**Task:** Put the lines of the listing below into a numbered list, skipping any blank lines.

Stored entries:

--- begin ---

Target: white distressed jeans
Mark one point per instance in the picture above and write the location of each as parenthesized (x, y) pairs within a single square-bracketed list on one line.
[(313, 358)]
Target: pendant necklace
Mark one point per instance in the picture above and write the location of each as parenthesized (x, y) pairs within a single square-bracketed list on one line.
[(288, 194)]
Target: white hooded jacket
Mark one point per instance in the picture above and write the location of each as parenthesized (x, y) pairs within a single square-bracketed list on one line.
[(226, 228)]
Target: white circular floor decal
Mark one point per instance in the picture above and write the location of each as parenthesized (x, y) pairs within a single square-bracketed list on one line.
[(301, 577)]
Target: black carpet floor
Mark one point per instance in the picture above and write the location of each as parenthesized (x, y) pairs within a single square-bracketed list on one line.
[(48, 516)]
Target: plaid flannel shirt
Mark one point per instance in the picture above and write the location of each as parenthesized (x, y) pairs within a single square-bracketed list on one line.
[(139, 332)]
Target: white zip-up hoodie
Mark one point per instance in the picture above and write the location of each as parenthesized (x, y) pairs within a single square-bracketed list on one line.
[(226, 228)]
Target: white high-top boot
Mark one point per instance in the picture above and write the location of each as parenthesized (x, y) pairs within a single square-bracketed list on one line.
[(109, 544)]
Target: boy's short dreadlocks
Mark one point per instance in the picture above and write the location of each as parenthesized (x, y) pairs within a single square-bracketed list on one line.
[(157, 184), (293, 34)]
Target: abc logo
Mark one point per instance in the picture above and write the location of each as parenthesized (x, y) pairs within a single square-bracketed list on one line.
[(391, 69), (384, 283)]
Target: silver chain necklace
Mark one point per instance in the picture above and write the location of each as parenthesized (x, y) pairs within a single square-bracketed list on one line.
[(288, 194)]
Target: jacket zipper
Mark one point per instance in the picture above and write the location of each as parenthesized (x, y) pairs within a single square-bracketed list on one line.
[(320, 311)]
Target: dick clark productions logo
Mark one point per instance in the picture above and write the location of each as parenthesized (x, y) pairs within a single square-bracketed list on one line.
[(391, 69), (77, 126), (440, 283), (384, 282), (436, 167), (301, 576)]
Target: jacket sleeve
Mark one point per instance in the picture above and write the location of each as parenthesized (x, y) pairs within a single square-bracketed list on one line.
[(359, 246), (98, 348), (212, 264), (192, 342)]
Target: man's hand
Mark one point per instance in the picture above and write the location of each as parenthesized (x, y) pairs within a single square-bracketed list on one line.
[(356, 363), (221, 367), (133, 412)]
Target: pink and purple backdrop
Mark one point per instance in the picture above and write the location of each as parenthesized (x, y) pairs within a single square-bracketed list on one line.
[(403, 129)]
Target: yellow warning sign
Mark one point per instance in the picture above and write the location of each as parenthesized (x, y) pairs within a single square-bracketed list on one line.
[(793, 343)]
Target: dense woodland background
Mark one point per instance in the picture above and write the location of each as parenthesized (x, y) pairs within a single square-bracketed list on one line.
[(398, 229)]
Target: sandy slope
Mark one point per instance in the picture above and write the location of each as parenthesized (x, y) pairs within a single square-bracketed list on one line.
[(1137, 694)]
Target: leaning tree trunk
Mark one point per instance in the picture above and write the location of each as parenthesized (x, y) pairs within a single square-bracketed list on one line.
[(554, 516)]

--- end ---

**Answer for the task:**
1. Target: white distressed jeans
2. Mark one point per instance in the picture above and write the location of each as parenthesized (x, y) pairs within a single square-bracketed list on one line.
3. [(313, 358)]
4. Target: pendant necklace
5. Mark one point per instance in the picture above and write the location of each as parenthesized (x, y) pairs within a single square-bracketed list on one line.
6. [(288, 194)]
7. Target: white hooded jacket
8. Mark one point per instance in the picture above and write the location of each as parenthesized (x, y) pairs within a single square-bracketed list on one line.
9. [(226, 228)]
10. Target: white circular floor decal
11. Mark one point per instance in the picture above and write the location of each as parenthesized (x, y) pairs within a single square-bracketed list on one line.
12. [(301, 577)]
13. Target: black carpet floor
14. Mark one point per instance in the picture above and write the location of each as parenthesized (x, y) pairs within a single square-bracketed list on one line.
15. [(48, 516)]
16. Target: plaid flannel shirt
17. Mark one point per instance in the picture above and write the location of each as parenthesized (x, y) pairs within a single square-bracketed list on one line.
18. [(139, 332)]
19. Target: white zip-up hoodie
20. Mark one point per instance in the picture above and write the location of each as parenthesized (x, y) pairs within a single square-bracketed list on one line.
21. [(226, 228)]
22. Target: white high-top boot
23. Mark one point per instance in the picture above and write the location of each as parenthesized (x, y) pairs within a single square-bracketed list on one line.
24. [(109, 544)]
25. Target: boy's short dreadlocks
26. Mark one point per instance in the picture above and write the location of each as parenthesized (x, y) pairs within a single square-bracketed list on one line.
27. [(157, 184), (293, 34)]
28. Target: abc logo
29. Mark one point per instance in the picture above and write the location of each as parenthesized (x, y) pairs within a single square-bracketed list on one line.
30. [(391, 69), (384, 283)]
31. Target: silver chain necklace
32. Mark one point per instance in the picture above and write the location of each as parenthesized (x, y) pairs within a single square-bracketed list on one line.
33. [(288, 194)]
34. Target: jacket zipper
35. Mark one point per instance in the picture above and write the location of each as parenthesized (x, y) pairs within a single square-bracketed list on one line.
36. [(320, 311)]
37. Target: dick clark productions logo
38. Mark one point per instance in the picture above and write the location of each as parenthesized (x, y) pairs within a single square-bracketed list on one line.
39. [(391, 69), (77, 126), (440, 283), (384, 282), (436, 167), (301, 576)]
40. Target: jacket sleeve
41. Mark one point per instance in the picture above and write the location of each as parenthesized (x, y) pairs within a single square-bracketed list on one line.
42. [(359, 246), (98, 348), (212, 264), (192, 342)]
43. Target: man's hand
44. Mark one point per instance in the picture above and write the location of each as parenthesized (x, y) pairs within a single square-bracketed list on one line.
45. [(356, 363), (221, 367), (133, 412)]
46. Target: pink and purple backdrop
47. Mark one point per instance in the picture above and write the location of each as parenthesized (x, y) pairs within a single square-bracketed list on one line.
48. [(403, 129)]
49. Target: yellow warning sign
50. Mark one point per instance in the picture above and write the location of each as parenthesized (x, y) pairs within a single square-bracketed list on one line.
51. [(793, 343)]
52. Target: dense woodland background
53. Mark one point per instance in the picture above and write the location of each as parenthesized (x, y) pairs within a single square-bracketed list on one line.
54. [(398, 229)]
55. Target: sandy slope
56. Mark one point per instance in the picture above and write the location of each as parenthesized (x, y) pairs within a single square-bracketed list on one line.
57. [(1137, 694)]
58. Target: leaning tree trunk
59. Mark one point per instance in the picture above and write the location of each as parenthesized (x, y) pairs within a single square-bracketed list on one line.
60. [(554, 516)]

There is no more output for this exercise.